Entries from a point annotation set:
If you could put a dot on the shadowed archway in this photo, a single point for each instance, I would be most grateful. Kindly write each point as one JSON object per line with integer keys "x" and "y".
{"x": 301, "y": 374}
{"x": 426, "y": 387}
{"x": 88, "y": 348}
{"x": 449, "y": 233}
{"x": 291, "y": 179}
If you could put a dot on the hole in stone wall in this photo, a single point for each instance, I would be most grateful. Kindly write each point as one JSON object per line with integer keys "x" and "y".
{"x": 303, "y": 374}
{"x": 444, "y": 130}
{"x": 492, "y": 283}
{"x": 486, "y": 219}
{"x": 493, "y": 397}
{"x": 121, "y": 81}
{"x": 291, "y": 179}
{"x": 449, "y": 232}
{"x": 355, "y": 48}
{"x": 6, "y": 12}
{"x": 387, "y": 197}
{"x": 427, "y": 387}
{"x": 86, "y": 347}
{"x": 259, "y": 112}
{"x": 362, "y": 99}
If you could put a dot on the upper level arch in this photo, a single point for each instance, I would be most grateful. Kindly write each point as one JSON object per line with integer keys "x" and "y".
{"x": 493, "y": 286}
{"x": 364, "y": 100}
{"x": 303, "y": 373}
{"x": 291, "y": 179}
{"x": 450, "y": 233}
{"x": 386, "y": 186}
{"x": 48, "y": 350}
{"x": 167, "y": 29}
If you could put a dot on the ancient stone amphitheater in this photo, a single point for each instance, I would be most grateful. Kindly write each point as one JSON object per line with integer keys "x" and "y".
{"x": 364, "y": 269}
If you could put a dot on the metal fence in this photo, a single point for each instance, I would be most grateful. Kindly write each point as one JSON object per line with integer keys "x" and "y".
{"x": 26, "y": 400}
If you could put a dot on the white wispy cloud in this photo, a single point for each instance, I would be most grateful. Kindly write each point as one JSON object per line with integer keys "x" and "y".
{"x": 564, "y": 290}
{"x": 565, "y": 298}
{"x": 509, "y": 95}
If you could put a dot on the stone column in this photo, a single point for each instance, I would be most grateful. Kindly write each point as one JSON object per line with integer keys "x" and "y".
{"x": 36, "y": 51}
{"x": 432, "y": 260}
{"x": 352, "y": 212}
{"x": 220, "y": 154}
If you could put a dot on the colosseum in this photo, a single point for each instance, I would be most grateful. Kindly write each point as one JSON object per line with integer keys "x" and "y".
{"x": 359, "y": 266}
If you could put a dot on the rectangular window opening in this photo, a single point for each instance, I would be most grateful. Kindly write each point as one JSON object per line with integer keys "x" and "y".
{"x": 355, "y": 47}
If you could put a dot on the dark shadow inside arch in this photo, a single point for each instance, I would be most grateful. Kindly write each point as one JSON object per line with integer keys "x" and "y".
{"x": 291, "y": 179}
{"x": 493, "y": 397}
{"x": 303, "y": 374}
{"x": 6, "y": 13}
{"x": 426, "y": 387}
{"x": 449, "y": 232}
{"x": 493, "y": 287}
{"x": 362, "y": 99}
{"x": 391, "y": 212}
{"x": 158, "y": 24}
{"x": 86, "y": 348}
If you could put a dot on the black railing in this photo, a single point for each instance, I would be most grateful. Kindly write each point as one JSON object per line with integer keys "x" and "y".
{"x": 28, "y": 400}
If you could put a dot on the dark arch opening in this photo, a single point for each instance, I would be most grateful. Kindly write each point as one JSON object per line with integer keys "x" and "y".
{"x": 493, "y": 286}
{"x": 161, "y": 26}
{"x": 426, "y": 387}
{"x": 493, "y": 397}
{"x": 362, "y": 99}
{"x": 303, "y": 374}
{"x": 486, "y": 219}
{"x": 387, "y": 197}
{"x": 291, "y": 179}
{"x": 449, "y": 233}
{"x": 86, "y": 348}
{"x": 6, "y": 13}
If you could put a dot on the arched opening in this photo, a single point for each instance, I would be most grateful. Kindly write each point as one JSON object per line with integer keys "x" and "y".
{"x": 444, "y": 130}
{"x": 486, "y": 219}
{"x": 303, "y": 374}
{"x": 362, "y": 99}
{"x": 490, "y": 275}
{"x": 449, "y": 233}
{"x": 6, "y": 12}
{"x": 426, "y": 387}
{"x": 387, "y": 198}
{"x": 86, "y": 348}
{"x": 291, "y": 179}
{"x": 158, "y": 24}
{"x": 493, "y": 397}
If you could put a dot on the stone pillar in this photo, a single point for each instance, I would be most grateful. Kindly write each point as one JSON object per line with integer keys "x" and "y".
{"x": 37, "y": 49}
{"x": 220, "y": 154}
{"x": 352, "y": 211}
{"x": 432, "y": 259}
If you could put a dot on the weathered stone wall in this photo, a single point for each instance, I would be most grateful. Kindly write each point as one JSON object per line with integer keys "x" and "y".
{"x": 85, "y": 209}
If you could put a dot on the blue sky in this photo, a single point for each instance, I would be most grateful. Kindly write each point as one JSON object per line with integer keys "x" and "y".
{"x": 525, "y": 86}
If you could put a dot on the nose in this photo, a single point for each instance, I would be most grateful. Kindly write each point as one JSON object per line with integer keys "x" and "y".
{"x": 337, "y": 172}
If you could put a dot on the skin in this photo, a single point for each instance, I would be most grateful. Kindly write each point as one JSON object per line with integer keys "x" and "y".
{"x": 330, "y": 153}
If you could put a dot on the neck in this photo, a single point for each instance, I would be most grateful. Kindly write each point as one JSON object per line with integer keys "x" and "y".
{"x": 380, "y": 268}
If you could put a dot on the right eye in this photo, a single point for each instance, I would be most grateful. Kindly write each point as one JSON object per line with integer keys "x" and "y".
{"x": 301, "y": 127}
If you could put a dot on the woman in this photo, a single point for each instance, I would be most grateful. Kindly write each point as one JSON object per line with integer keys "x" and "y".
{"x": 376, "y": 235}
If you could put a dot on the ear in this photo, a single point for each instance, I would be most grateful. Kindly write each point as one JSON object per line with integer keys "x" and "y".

▶ _Exercise directions_:
Reproduce the records from the line with "If you could put a dot on the blue" through the end of the records, swapping "most grateful" for "very grateful" and leaving everything else unchanged.

▶ _Result of this task_:
If you could put a dot on the blue sky in this photo, a single point for each instance, I would be very grateful. Kindly write each point as one JSON object per line with integer keys "x" and "y".
{"x": 525, "y": 86}
If you could put a dot on the nose in this photo, a single point for each instance, I would be very grateful. Kindly write each point as one JSON object per line with integer keys "x" and "y".
{"x": 337, "y": 172}
If you could put a dot on the skin in this photo, a single point for each instance, I would be very grateful. Kindly write each point as one JSON object per line with integer keys "x" and "y".
{"x": 330, "y": 153}
If you could put a dot on the neck in this photo, a single point for each instance, I would be very grateful. Kindly write each point as one JSON object per line with integer keys "x" and "y".
{"x": 380, "y": 268}
If you could put a dot on the right eye in this photo, a single point for each instance, I would be very grateful. Kindly write each point as one JSON object per line with integer keys "x" and "y".
{"x": 301, "y": 127}
If you could put a dot on the woman in this photo, a single point for each instance, I would be very grateful. Kindly write each point as one JSON object per line with integer keys "x" and "y".
{"x": 376, "y": 235}
If you could put a dot on the ear in this photo, a single point for each instance, I would be very grateful. Kindly write each point as one JSON object per line with integer keys "x" and "y".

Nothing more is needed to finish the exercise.